WORK REQUIRED: Rewrite the listing from its start through the line containing "top-left (1, 177), bottom-right (467, 262)", requests included, and scale every bounding-box coordinate in the answers by 1.35, rounding to whole numbers with halves rounded up. Keep the numbers in the requests and their format samples unchanged, and omit the pictures.

Dataset records
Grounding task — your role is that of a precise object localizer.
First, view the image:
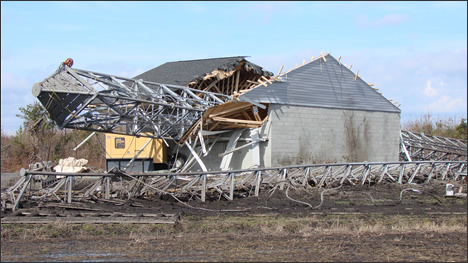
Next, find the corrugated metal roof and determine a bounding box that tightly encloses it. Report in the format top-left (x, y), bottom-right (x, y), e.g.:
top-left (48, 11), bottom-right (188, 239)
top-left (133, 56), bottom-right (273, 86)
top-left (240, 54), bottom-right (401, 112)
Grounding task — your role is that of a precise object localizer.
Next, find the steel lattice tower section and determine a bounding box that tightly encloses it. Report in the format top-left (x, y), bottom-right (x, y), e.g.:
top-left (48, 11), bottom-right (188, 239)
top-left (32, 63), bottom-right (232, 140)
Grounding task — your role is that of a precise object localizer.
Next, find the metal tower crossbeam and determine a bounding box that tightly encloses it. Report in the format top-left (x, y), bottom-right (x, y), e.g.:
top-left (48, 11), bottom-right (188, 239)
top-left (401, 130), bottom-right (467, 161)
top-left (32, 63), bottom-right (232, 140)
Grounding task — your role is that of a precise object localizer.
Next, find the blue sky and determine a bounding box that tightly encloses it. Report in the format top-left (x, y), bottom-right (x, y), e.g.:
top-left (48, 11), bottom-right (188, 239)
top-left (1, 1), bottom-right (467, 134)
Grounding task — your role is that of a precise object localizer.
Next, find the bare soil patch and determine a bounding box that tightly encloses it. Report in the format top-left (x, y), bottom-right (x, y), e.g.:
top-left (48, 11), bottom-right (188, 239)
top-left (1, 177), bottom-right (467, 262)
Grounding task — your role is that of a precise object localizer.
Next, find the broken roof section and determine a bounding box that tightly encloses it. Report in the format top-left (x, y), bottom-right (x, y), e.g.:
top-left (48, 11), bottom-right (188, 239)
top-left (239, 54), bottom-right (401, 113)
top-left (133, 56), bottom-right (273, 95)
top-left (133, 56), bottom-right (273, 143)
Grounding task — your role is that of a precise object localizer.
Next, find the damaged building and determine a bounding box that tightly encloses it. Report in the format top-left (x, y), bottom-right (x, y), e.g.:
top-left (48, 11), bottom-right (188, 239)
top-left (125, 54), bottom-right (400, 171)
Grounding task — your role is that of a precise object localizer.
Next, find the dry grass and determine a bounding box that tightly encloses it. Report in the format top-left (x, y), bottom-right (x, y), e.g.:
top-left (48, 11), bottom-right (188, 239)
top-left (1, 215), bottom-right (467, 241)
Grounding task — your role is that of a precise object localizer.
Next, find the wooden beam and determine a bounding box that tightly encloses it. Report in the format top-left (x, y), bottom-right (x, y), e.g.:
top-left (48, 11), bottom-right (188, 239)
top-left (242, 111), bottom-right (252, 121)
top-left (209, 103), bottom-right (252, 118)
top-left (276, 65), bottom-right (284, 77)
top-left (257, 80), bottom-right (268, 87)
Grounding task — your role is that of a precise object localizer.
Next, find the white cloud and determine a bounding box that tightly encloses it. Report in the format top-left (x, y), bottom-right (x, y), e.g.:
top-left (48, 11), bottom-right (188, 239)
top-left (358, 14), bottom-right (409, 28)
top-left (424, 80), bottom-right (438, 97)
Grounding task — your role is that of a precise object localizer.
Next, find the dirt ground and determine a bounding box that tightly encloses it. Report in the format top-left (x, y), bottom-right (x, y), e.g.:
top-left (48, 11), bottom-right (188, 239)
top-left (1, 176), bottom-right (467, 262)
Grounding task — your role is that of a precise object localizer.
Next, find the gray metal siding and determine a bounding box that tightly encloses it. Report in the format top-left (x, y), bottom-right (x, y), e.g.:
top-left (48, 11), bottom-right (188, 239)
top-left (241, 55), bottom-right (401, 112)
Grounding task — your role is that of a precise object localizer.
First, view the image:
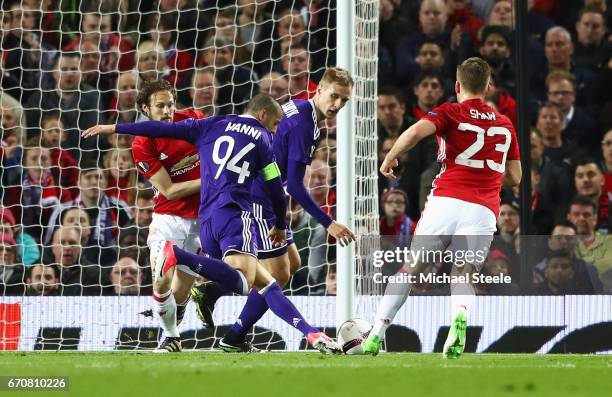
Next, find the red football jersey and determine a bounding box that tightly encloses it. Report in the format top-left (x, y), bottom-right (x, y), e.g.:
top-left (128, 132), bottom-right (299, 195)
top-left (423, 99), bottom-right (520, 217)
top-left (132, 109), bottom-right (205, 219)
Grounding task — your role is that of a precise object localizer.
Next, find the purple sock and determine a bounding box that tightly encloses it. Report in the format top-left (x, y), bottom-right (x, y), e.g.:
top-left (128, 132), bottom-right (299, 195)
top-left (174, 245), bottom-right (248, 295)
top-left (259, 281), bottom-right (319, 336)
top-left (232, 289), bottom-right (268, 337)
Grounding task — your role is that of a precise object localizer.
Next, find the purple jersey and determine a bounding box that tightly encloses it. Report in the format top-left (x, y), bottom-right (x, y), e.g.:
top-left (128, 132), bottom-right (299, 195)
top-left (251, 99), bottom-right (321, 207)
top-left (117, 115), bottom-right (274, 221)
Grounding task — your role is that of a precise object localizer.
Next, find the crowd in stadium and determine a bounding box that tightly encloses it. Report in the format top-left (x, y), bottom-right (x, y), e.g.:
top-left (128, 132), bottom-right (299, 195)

FULL ANSWER:
Grounding task — your role is that of a precise object localizer.
First, view the image:
Next, find the corrugated metal roof and determine a bounding box that tightly encloses it. Report in the format top-left (x, y), bottom-right (x, y), e.g.:
top-left (48, 11), bottom-right (188, 239)
top-left (180, 76), bottom-right (369, 116)
top-left (324, 73), bottom-right (541, 151)
Grounding task — your role is that of a precise object localizer.
Next, find the steel lattice tower section and determine a bounding box that tightly encloses it. Report in the format top-left (x, y), bottom-right (x, y), e.g.:
top-left (48, 11), bottom-right (188, 239)
top-left (43, 85), bottom-right (313, 189)
Grounding task — your role is that of a precise object localizer.
Next, find the metal tower crossbeam and determine a bounding box that tightly encloses it. Report in the format top-left (x, y), bottom-right (x, y), e.g.:
top-left (48, 11), bottom-right (188, 239)
top-left (541, 176), bottom-right (630, 217)
top-left (43, 85), bottom-right (313, 189)
Grounding task — your role is that of a precise object localizer.
Next, find the blue sky and determine a bounding box that tightly encloses it. Report in the format top-left (x, y), bottom-right (x, y), e.g.:
top-left (48, 11), bottom-right (188, 239)
top-left (1, 1), bottom-right (630, 181)
Grounding task — your role is that of a precise object localizer.
Next, find the bare soil patch and determine a bounding box that tightly encloses it. Report in the format top-left (x, y), bottom-right (x, y), e.g.:
top-left (48, 11), bottom-right (188, 239)
top-left (1, 239), bottom-right (630, 354)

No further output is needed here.